What you need to do
When you reach the entries below, transcribe each line word for word.

Saved entries:
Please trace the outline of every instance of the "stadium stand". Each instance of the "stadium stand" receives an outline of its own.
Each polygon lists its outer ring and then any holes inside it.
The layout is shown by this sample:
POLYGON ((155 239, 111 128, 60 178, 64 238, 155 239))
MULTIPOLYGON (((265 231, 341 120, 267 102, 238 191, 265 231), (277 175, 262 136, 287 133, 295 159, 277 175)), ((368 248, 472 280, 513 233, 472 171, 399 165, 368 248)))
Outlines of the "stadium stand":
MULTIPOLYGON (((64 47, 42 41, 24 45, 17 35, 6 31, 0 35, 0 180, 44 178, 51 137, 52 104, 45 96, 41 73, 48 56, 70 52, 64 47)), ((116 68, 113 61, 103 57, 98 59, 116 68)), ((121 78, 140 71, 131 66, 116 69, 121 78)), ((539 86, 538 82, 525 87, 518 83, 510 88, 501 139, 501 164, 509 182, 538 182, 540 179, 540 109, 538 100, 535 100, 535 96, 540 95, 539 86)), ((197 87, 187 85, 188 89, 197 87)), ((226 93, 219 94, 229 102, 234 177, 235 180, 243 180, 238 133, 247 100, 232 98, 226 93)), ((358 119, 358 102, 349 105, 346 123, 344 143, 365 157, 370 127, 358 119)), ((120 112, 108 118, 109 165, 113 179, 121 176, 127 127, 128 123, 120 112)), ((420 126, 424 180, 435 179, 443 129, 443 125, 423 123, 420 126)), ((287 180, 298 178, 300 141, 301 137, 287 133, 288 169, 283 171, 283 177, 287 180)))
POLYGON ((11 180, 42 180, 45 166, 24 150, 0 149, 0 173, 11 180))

Written answer
Please trace the outline of every instance of the "stadium stand". Each instance of the "stadium stand" receives an outline of its own.
Each polygon lists its outer ring and then any holes inside it.
The layout is shown by this sample:
POLYGON ((155 239, 111 128, 60 178, 64 238, 155 239))
MULTIPOLYGON (((265 231, 341 120, 267 102, 238 191, 265 231), (277 175, 262 136, 287 133, 295 159, 277 175)), ((368 248, 472 280, 513 233, 472 171, 399 165, 368 248)))
Outlines of the "stadium stand":
MULTIPOLYGON (((64 47, 42 41, 24 45, 17 35, 6 31, 0 35, 0 180, 44 178, 51 137, 52 104, 45 96, 41 73, 48 56, 70 52, 64 47)), ((116 68, 113 61, 103 57, 98 59, 116 68)), ((121 78, 140 71, 131 66, 116 69, 121 78)), ((539 86, 538 82, 525 87, 518 83, 510 88, 501 139, 501 164, 509 182, 538 182, 540 179, 540 109, 538 100, 535 100, 535 96, 540 95, 539 86)), ((197 87, 187 85, 188 89, 197 87)), ((226 93, 219 94, 229 102, 234 177, 235 180, 243 180, 238 133, 247 100, 232 98, 226 93)), ((358 119, 358 102, 349 105, 346 123, 344 143, 365 157, 370 127, 358 119)), ((120 112, 108 118, 109 165, 113 179, 121 176, 127 127, 128 123, 120 112)), ((420 126, 424 180, 435 179, 443 129, 443 125, 423 123, 420 126)), ((287 180, 298 178, 300 141, 301 137, 287 133, 288 169, 283 171, 283 177, 287 180)))
POLYGON ((11 180, 42 180, 45 166, 24 150, 0 149, 0 173, 11 180))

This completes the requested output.